>> start Entries

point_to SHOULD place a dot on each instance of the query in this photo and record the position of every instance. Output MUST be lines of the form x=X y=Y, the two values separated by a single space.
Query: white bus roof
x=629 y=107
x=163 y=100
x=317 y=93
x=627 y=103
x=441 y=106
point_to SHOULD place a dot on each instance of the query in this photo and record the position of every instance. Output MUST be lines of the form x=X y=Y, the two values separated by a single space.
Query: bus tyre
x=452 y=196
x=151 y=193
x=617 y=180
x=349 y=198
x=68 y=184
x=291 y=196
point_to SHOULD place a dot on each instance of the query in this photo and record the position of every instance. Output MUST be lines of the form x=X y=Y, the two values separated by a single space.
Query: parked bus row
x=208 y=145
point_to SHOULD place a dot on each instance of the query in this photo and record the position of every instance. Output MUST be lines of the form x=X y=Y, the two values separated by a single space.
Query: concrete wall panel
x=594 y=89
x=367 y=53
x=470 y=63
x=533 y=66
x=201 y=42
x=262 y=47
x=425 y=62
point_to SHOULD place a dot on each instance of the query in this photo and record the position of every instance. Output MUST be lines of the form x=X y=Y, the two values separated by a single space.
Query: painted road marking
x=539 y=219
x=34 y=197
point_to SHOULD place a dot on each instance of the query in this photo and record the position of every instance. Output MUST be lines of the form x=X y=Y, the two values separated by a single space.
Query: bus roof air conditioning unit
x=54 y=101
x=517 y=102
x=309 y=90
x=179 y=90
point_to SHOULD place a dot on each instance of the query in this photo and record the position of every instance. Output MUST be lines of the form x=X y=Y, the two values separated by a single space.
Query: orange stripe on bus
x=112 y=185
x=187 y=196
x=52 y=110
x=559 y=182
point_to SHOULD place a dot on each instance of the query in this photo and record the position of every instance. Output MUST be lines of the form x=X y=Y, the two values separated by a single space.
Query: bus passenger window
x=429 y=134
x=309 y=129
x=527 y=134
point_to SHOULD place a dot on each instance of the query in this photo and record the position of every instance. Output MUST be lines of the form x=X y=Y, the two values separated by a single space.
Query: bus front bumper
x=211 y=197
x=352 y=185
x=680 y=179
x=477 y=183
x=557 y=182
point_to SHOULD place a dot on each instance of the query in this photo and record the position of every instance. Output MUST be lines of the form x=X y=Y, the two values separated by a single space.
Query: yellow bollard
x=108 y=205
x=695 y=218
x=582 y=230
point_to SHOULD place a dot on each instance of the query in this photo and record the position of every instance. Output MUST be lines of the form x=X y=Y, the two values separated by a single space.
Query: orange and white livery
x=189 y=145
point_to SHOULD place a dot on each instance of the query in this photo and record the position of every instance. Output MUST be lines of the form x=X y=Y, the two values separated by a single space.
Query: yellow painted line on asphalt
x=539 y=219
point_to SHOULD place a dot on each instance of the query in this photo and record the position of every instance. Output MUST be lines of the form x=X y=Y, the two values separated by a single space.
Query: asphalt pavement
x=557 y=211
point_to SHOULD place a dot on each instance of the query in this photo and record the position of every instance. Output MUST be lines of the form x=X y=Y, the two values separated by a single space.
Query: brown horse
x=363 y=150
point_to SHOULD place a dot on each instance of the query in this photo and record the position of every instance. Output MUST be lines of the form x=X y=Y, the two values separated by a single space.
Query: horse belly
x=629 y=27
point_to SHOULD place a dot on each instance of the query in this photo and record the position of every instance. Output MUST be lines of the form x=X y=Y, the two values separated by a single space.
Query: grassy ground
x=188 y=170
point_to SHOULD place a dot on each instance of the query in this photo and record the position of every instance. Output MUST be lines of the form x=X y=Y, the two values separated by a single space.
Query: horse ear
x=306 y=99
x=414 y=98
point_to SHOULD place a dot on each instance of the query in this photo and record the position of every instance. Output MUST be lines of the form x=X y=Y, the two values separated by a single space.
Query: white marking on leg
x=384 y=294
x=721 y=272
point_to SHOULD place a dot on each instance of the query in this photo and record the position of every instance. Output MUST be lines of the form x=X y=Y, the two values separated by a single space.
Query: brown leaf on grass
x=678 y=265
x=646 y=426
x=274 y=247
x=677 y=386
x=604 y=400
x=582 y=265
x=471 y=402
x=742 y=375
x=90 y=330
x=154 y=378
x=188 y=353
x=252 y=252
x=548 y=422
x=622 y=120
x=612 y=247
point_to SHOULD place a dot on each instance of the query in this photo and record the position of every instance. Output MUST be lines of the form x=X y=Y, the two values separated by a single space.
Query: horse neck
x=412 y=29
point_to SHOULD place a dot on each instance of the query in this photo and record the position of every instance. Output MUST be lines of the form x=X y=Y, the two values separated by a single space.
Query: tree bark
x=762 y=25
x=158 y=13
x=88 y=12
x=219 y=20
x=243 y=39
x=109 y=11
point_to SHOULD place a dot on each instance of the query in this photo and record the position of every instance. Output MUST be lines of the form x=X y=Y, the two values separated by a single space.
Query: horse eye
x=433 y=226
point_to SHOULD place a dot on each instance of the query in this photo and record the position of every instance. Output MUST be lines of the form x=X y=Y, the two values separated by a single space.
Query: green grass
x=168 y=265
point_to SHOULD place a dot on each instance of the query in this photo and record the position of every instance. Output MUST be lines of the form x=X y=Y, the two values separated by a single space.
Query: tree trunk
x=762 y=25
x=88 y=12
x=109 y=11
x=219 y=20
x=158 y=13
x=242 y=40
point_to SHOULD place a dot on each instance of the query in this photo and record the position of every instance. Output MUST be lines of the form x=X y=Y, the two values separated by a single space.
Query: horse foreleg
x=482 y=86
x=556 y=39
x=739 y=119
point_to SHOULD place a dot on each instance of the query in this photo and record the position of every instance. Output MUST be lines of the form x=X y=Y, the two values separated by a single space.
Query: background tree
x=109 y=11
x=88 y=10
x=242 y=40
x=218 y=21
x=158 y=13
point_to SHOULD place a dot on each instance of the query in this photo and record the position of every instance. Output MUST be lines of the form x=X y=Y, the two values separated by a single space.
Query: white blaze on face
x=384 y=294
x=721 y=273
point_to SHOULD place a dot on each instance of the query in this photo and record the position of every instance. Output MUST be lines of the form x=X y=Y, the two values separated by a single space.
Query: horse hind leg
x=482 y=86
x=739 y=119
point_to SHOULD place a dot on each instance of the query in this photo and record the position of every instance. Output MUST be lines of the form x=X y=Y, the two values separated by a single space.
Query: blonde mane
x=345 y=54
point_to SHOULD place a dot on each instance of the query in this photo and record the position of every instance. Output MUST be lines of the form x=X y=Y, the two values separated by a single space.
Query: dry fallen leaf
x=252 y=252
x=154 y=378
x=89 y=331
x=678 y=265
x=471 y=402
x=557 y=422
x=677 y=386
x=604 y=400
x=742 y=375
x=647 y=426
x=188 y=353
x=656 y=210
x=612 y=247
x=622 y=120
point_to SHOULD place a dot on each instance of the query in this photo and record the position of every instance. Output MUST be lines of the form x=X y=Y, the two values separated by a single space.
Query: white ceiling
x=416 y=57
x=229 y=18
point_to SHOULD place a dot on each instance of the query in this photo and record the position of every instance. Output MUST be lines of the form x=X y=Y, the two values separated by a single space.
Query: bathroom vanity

>> end Entries

### Requirement
Copy down the whole of the data above, matching it exactly.

### Solved exercise
point_to SHOULD place a dot on each instance of the query in this photo and record the position of every instance. Output MUST be lines of the form x=X y=Y, the two values separated by a single space.
Query: white bus roof
x=629 y=107
x=163 y=100
x=317 y=93
x=627 y=103
x=441 y=106
point_to SHOULD place a dot on each instance of the query in this photo and record the position of every instance. Output MUST be lines of the form x=X y=Y, the two values separated by a single space.
Query: bus tyre
x=452 y=196
x=151 y=193
x=617 y=180
x=349 y=198
x=68 y=184
x=291 y=196
point_to SHOULD place a dot on each instance of the query in this photo and record the position of every instance. Output MUST be lines of the form x=X y=Y, the two values separated by a single space.
Query: parked bus row
x=208 y=145
point_to SHOULD place a dot on each instance of the query in this photo and record the position of every instance. Output MUST be lines of the form x=X y=Y, the two values separated by a single space.
Query: concrete wall panel
x=594 y=89
x=367 y=53
x=470 y=63
x=533 y=66
x=201 y=42
x=262 y=47
x=425 y=62
point_to SHOULD place a dot on each instance of the query in this photo and record the position of every instance. Output MUST be lines of the form x=X y=Y, the two values separated by a single space.
Query: painted road marking
x=539 y=219
x=34 y=197
point_to SHOULD place a dot on each instance of the query in this photo and record the position of every instance. Output MUST be lines of the form x=X y=Y, the two values separated by a single space.
Query: bus roof air conditioning unit
x=54 y=101
x=517 y=102
x=309 y=90
x=179 y=90
point_to SHOULD place a dot on each instance of the query in this photo and record the position of every instance. Output MUST be lines of the form x=X y=Y, the two values separated by a single space.
Query: orange stripe on bus
x=112 y=185
x=187 y=196
x=52 y=110
x=559 y=182
point_to SHOULD place a dot on each instance of the query in this photo and record the position of every instance. Output MUST be lines of the form x=X y=Y, the two values separated by a single space.
Query: bus passenger window
x=429 y=134
x=309 y=129
x=527 y=134
point_to SHOULD place a dot on each instance of the query in this photo and record the position of every instance. Output MUST be lines of the form x=X y=Y, the two values separated by a single space.
Query: bus front bumper
x=211 y=197
x=352 y=185
x=680 y=179
x=477 y=183
x=557 y=182
point_to SHOULD place a dot on each instance of the query in this photo and record the position of every instance. Output MUST be lines of the form x=X y=Y, the two values separated by a single space.
Query: yellow bollard
x=108 y=205
x=695 y=218
x=582 y=230
point_to SHOULD place a dot on each instance of the query in this photo and record the position of every instance. Output MUST be lines of the form x=X y=Y, the two values separated by a single space.
Query: orange and white livery
x=189 y=145
point_to SHOULD place a dot on each instance of the query in this photo and record the position of every instance. Output MUST be lines of the form x=X y=Y, the two values separated by a single space.
Query: yellow painted line on asphalt
x=539 y=219
point_to SHOULD place a dot on each instance of the query in this photo and record the position of every instance. Output MUST be lines of the form x=X y=Y, the two values separated by a single space.
Query: asphalt pavement
x=557 y=211
point_to SHOULD place a dot on each instance of the query in this photo and record the position of every instance. Output MUST be lines of the form x=X y=Y, the two values separated by a single space.
Query: brown horse
x=363 y=150
point_to SHOULD place a dot on each instance of the query in this photo and record the position of every instance. Output MUST be lines of the form x=X y=Y, the two values separated by a single space.
Query: horse belly
x=629 y=27
point_to SHOULD place a dot on each instance of the query in this photo and record the position of every instance. Output MUST be lines of the form x=X y=Y, the two values separated by a single space.
Query: grassy ground
x=188 y=170
point_to SHOULD place a dot on each instance of the query in this photo and record the position of every instance. Output MUST be lines of the form x=X y=Y, the two values separated by a single space.
Query: horse ear
x=306 y=99
x=414 y=98
point_to SHOULD place a dot on each instance of the query in this photo and record the position of every instance. Output MUST be lines of the form x=X y=Y, the two values separated by a single space.
Query: white marking on leg
x=384 y=294
x=721 y=272
point_to SHOULD place a dot on each instance of the query in this photo and record the position of every instance. Output MUST be lines of the form x=X y=Y, the two values separated by a single space.
Query: brown leaf on grass
x=678 y=265
x=646 y=426
x=274 y=247
x=677 y=386
x=604 y=400
x=582 y=265
x=471 y=402
x=742 y=375
x=90 y=330
x=154 y=378
x=188 y=353
x=252 y=252
x=548 y=422
x=622 y=120
x=612 y=247
point_to SHOULD place a dot on each instance of the query in this photo and record the position of every instance. Output MUST be lines of the form x=X y=Y, the two values separated by a single space.
Query: horse neck
x=412 y=29
point_to SHOULD place a dot on each instance of the query in this photo and record the position of every instance. Output MUST be lines of the form x=X y=Y, the two values separated by a single space.
Query: tree bark
x=762 y=25
x=158 y=13
x=88 y=12
x=219 y=20
x=243 y=39
x=109 y=11
point_to SHOULD place a dot on each instance of the query in this photo and record the position of every instance. Output MUST be lines of the form x=X y=Y, the two values separated by a single space.
Query: horse eye
x=433 y=226
point_to SHOULD place a dot on each instance of the query in this photo and record the position of every instance. Output MUST be lines of the form x=X y=Y, the two values separated by a single space.
Query: green grass
x=168 y=265
point_to SHOULD place a dot on each instance of the query in this photo and record the position of every instance. Output MUST be lines of the form x=X y=Y, the two values separated by a single space.
Query: tree trunk
x=762 y=25
x=88 y=12
x=109 y=11
x=219 y=20
x=158 y=13
x=242 y=40
point_to SHOULD place a dot on each instance of the query in this photo and record the position of every instance. Output MUST be lines of the form x=X y=Y, the two values separated by a single space.
Query: horse foreleg
x=482 y=86
x=556 y=39
x=739 y=119
point_to SHOULD place a dot on each instance of the query in this photo and record the position of every instance. Output MUST be lines of the form x=X y=Y, the two values separated by a single space.
Query: background tree
x=109 y=11
x=88 y=10
x=242 y=40
x=218 y=21
x=158 y=13
point_to SHOULD place a dot on each instance of the query in this photo and record the position of every instance. Output MUST be lines of the form x=X y=Y, the two values separated by a single space.
Query: white blaze on face
x=384 y=294
x=721 y=273
point_to SHOULD place a dot on each instance of the query in this photo and record the position of every instance. Output MUST be lines of the form x=X y=Y, the two values separated by a single space.
Query: horse hind leg
x=482 y=86
x=739 y=119
point_to SHOULD place a dot on each instance of the query in this photo and record the position of every instance. Output MUST be lines of the form x=X y=Y, the two values separated by a single space.
Query: blonde mane
x=345 y=54
point_to SHOULD place a dot on each instance of the query in this photo and record the position of every instance. Output MUST be lines of the form x=X y=Y, the two values separated by a single space.
Query: dry fallen leaf
x=252 y=252
x=154 y=378
x=89 y=331
x=678 y=265
x=471 y=402
x=557 y=422
x=677 y=386
x=604 y=400
x=742 y=375
x=647 y=426
x=188 y=353
x=656 y=210
x=612 y=247
x=622 y=120
point_to SHOULD place a dot on each instance of the query in this photo and record the position of every instance. Output MUST be lines of the form x=X y=Y, the two values separated by a single space.
Query: white ceiling
x=416 y=57
x=229 y=18
point_to SHOULD place a dot on each instance of the query in this photo and record the position of every instance. Output MUST be lines of the form x=X y=Y, the two values separated by a single space.
Query: bathroom vanity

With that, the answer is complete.